§ Teks Sumber:
Laman

02 Juni 2014

Menghayati Sikap Seorang Petahana

Seolah tersihir oleh mars pemilihan umum orde baru, seluruh rakyat tampaknya bergembira dipanggil untuk turut serta dalam pemilihan presiden. Jelas ini hak demokrasi di negara yang berideologi pancasila. Tentu saja ini hikmah Indonesia Merdeka. Rakyat pun sadar bahwa ini adalah cara untuk membuat Indonesia lebih baik. Paling tidak ini adalah momen menyalurkan hasrat berpolitik rakyat yang sudah mendarah daging sejak ken arok menancapkan keris ke tubuh Akuwu Tumapel sekaligus menyatukan lingga-yoni dengan Ken Dedes. Mau pilih menjadi Kebo Ijo atau Anusapati atau Toh Jaya, dipersilahkan. Yang sebaiknya dihindari adalah menjadi Mpu Gandring dan Tunggul Ametung.
Saat ini, saking semangatnya semua bentuk media social yang saya ikuti penuh dengan omongan berbau politik. Mailist, facebook, twitter, Group whats App, semuanya yang dibahas hanya Dik Joko dan Mas Bowo. Kita tahu siapa membela siapa atau siapa membenci siapa hanya dari beberapa kata kunci saja. Jika kata kuncinya tegas; anti asing; gagah; panglima; berdaulat, kemungkinan dia memilih Mas Bowo. Kalau kata kuncinya santun; kalem; rendah hati, kemungkinan dia memilih Dik Joko.  Kalau kata kuncinya HAM, 1998, Penculikan, kita tahu siapa yang dibenci. Kalau kata kuncinya tidak konsisten, agen asing, Jakarta, boneka, kita tahu juga siapa yang dibenci.
Soal siapa yang disanjung dan dikagumi, kita bisa menerka siapa pilihannya untuk menjadi presiden mendatang.  Lain lagi soal siapa yang dibenci. Kita tidak bisa menerka siapa yang nantinya dipilih dari hanya melihat sipa yang dibenci. Bisa jadi karena kebencian itu akhirnya justru tidak ada yang dipilih. Bagaimana pun pilihan itu selera dan selera tidak bisa dilogika. Sama dengan tidak logisnya berita yang bernada menjelekkan soal kuda, keris, istri, keturunan pribumi atau bukan, dan lawakan tak lucu soal obituari. Naga-naganya sanjungan belum cukup semarak sehingga cacian, umpatan, dan fitnah perlu dikeluarkan.

§ Petunjuk Tugas:
[1] Menurut teks tentang pemilihan presiden, kata kunci apa saja yang menandakan seseorang kemungkinan memilih Dik Joko?
[2] Lanjutkan teks tentang pemilihan presiden, dimulai tepat setelah kalimat terakhirnya.
Baris data tidak berperan dalam hal ini.

§ Bagian Data:
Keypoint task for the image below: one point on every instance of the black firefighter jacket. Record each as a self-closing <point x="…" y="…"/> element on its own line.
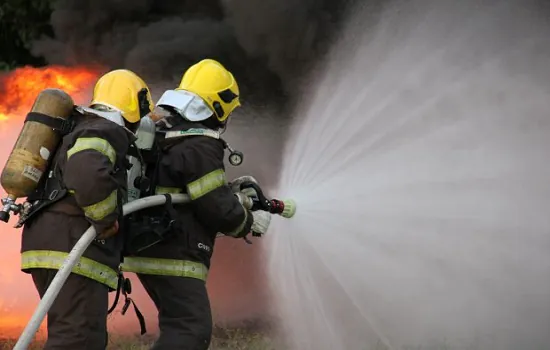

§ Jawaban Latihan:
[1] Santun, kalem, dan rendah hati.

[2]
Sanjungan boleh jadi tidak ada yang mempermasalahkan. Logikanya, kalau hanya sanjungan tidak akan ada orang yang merasa tersakiti. Menyebut si Budi baik hati tidak akan membuat orang jengkel, kecuali si Badu yang memang punya masalah pribadi dengan si Budi. Kebalikannya cacian, orang yang bahkan tidak punya hubungan pribadi secara langsung pun akan terusik. Menghina bahwa durian montong itu bau  dan tak layak dimakan akan membuat siapa pun yang gemar makan durian akan balas mengatai si penghina sebagai orang bodoh. Sebagai pertahanan, si penghina akan kembali mecaci. Durian tak dimakan, liur tetap menetes, ludah menjadi kering karena banyak terbuang untuk saling caci. Apa untungnya?.Fitnah lebih kacau lagi. Namanya saja fitnah, sumbernya siapa dan untuk siapa juga tidak jelas.  Kalau dibilang bahwa pelempar fitnah soal sesuatu dalah kubu A, bisa jadi itu juga fitnah yang dilemparkan kubu B. yang jelas, fitnah hanya akan menyulut pertikaian, lainnya samar.
Di soasial media, beberapa profil mulai mengeluh teman-temannya saling memusuhi satu sama lain. Politik punya garisnya sendiri. Kebo ijo mati hanya karena dia mengikuti Ken Arok. Tak ada benci di benak Ken Arok, pembunuhan kebo ijo hanya lah kepentingan professional semata. Maka, begitulah hasrat politik. Tidak ada teman abadi, pun musuh abadi. Jadi tenang saja. Suatu saat ketika saling membutuhkan, toh akan kembali rujuk kalau tidak keburu mati dalam dendam. Ken Arok, Kebo Ijo, Anusapati, dan Toh Jaya, walau pun semua mati tetapi semua sempat menikmati garba kekuasaan. Empu Gandring yang merupakan tokoh kunci yang membawa semua gegap gempita perebutan kekuasaan mati tanpa sempat menikmati kekuasaan itu sendiri. Lagipula, bagaimana bisa seorang empu menikmati kekuasaan?. Jelas bukan kodratnya.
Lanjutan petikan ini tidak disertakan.